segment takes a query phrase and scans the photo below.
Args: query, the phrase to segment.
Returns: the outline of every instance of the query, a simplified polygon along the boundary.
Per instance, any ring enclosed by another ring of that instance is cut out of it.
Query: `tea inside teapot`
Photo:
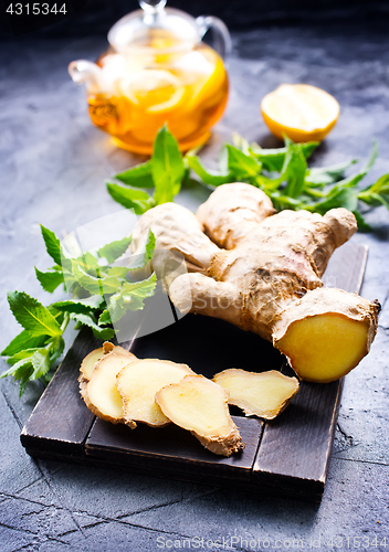
[[[112,28],[112,46],[96,65],[71,64],[73,79],[86,84],[92,121],[122,148],[151,153],[166,123],[182,150],[209,137],[225,107],[228,76],[221,55],[201,42],[204,19],[215,24],[217,18],[148,6]],[[228,45],[225,25],[217,22]]]

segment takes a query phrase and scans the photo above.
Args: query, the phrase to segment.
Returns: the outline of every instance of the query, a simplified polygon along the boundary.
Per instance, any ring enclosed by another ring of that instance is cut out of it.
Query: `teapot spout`
[[[85,83],[90,94],[106,92],[103,71],[95,63],[87,60],[77,60],[69,64],[67,71],[74,83]]]

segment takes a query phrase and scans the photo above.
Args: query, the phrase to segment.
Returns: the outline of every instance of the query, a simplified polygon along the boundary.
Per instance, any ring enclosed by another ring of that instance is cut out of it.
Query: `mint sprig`
[[[154,294],[156,287],[154,274],[134,284],[127,277],[133,272],[130,264],[127,267],[111,266],[120,259],[130,237],[106,244],[97,252],[69,257],[55,234],[44,226],[41,229],[46,251],[55,265],[44,273],[35,268],[36,277],[44,290],[52,293],[65,284],[72,289],[73,296],[45,307],[24,291],[8,294],[10,309],[23,330],[1,352],[1,355],[8,357],[7,362],[11,368],[0,378],[13,375],[20,383],[20,395],[29,381],[50,381],[52,369],[64,350],[63,335],[70,320],[74,320],[77,328],[90,327],[101,340],[112,339],[115,330],[111,327],[107,302],[115,304],[114,312],[120,311],[124,316],[127,310],[144,308],[144,300]],[[154,250],[155,236],[149,231],[144,253],[135,257],[137,268],[149,263]],[[115,299],[111,301],[114,296]],[[105,320],[102,318],[103,312],[108,312]]]

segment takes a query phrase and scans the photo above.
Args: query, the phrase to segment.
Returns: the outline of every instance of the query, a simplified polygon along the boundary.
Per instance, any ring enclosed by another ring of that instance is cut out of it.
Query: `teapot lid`
[[[108,32],[109,44],[119,53],[158,50],[158,53],[188,50],[200,42],[196,19],[166,0],[139,0],[140,10],[119,19]]]

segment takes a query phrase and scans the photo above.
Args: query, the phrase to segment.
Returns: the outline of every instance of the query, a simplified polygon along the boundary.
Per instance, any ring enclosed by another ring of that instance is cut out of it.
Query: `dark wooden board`
[[[325,282],[359,291],[366,258],[366,247],[344,245],[333,256]],[[21,442],[29,454],[120,466],[160,477],[238,485],[254,492],[320,499],[343,381],[302,382],[286,411],[267,423],[245,418],[238,408],[231,408],[246,446],[242,453],[223,458],[174,425],[156,429],[139,424],[129,429],[95,418],[80,396],[77,375],[82,359],[98,346],[87,329],[77,336],[22,431]],[[127,346],[139,358],[185,362],[209,378],[232,367],[291,371],[282,354],[260,337],[195,315]]]

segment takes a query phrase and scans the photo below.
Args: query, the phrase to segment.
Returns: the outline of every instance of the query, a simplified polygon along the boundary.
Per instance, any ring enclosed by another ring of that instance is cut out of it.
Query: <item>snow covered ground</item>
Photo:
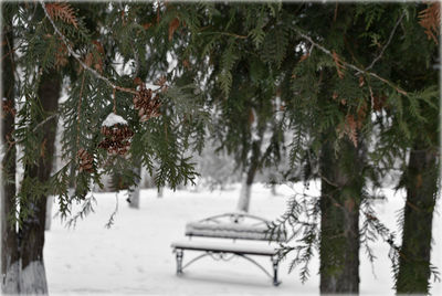
[[[296,188],[299,189],[299,186]],[[209,215],[235,209],[239,186],[230,191],[191,190],[164,191],[157,198],[155,190],[141,190],[140,209],[129,209],[125,192],[118,194],[118,213],[115,224],[105,229],[116,204],[115,193],[95,193],[95,213],[78,221],[75,229],[66,229],[60,219],[46,232],[44,247],[49,289],[52,295],[141,294],[141,295],[318,295],[318,258],[312,261],[311,279],[304,285],[298,271],[287,274],[290,261],[280,266],[282,285],[274,287],[257,267],[241,258],[230,262],[206,257],[176,276],[176,261],[170,243],[183,239],[185,224]],[[312,190],[318,190],[312,186]],[[286,209],[293,189],[281,186],[280,195],[262,184],[252,188],[250,212],[274,219]],[[378,205],[380,219],[397,229],[396,212],[403,205],[401,194],[387,192],[389,201]],[[56,207],[54,207],[56,208]],[[54,209],[56,211],[56,209]],[[73,211],[75,212],[75,210]],[[433,229],[440,249],[440,214]],[[388,246],[375,245],[378,260],[375,273],[361,251],[360,292],[364,295],[393,295]],[[198,253],[185,252],[185,261]],[[433,263],[441,268],[440,252],[433,252]],[[267,257],[260,262],[271,269]],[[433,295],[442,294],[441,283],[435,283]]]

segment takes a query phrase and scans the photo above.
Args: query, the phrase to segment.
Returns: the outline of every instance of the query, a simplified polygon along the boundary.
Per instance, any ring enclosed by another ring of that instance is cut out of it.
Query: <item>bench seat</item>
[[[248,243],[231,243],[231,242],[206,242],[200,240],[192,241],[178,241],[172,242],[171,247],[196,251],[210,251],[220,253],[239,253],[250,255],[264,255],[272,256],[277,253],[277,245],[263,243],[263,244],[248,244]]]
[[[177,257],[177,275],[181,275],[182,269],[193,262],[207,256],[217,261],[229,261],[238,256],[253,263],[272,279],[274,286],[277,286],[281,284],[277,279],[278,243],[285,242],[286,234],[272,233],[270,229],[271,221],[244,212],[224,213],[189,222],[186,224],[186,236],[191,240],[171,243]],[[186,250],[200,251],[202,254],[183,264]],[[273,275],[252,256],[270,257]]]

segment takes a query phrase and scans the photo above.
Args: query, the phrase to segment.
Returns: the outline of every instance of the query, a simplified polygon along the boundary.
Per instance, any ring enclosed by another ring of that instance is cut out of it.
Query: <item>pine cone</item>
[[[103,126],[102,134],[105,138],[98,144],[109,155],[125,155],[130,147],[134,131],[126,125]]]
[[[78,159],[80,169],[78,171],[93,172],[94,171],[94,158],[83,148],[76,152]]]
[[[140,121],[147,121],[151,117],[159,116],[160,106],[159,96],[155,95],[154,97],[152,91],[144,85],[141,85],[138,94],[134,95],[134,107],[138,110]]]

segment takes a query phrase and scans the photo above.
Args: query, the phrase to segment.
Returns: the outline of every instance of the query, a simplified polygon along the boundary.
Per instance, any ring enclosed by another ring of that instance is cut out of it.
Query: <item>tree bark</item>
[[[39,98],[44,114],[53,114],[59,107],[61,91],[61,76],[55,70],[44,73],[39,86]],[[44,120],[43,116],[34,118],[34,123]],[[41,127],[43,133],[41,154],[38,165],[27,166],[24,177],[36,178],[45,183],[52,171],[54,157],[54,141],[56,134],[56,118],[44,123]],[[41,195],[29,199],[27,204],[31,213],[23,221],[21,228],[21,263],[20,289],[25,294],[48,294],[48,283],[43,261],[44,229],[46,218],[48,197]],[[30,207],[30,208],[29,208]]]
[[[397,293],[428,294],[430,288],[430,255],[432,221],[438,195],[439,166],[435,150],[415,145],[404,176],[402,246]]]
[[[364,148],[325,141],[320,155],[320,293],[359,292],[359,207]]]
[[[135,172],[137,175],[141,175],[141,167],[136,167]],[[141,178],[141,176],[140,176]],[[139,184],[141,182],[141,179],[136,179],[135,181],[135,186],[133,188],[130,188],[129,190],[129,208],[133,209],[139,209]]]
[[[15,145],[12,142],[14,130],[14,61],[11,49],[13,47],[12,22],[3,18],[2,25],[2,152],[3,159],[1,177],[1,292],[18,294],[20,255],[18,249],[18,234],[15,230]]]

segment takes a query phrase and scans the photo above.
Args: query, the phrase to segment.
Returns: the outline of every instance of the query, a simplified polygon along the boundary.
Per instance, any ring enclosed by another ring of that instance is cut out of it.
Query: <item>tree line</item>
[[[4,293],[48,293],[48,195],[66,216],[106,173],[116,190],[139,166],[158,187],[192,183],[207,141],[234,157],[242,210],[256,172],[285,156],[280,182],[320,180],[320,197],[294,197],[272,226],[292,237],[281,254],[303,281],[318,250],[320,293],[358,293],[359,250],[373,257],[373,240],[391,247],[398,293],[429,293],[439,2],[39,1],[2,3],[1,15]],[[57,120],[65,165],[53,171]],[[398,173],[401,237],[372,208]]]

● Instruction:
How many of the lines above contain the string "teapot"? Reply with the number alone.

● Result of the exercise:
3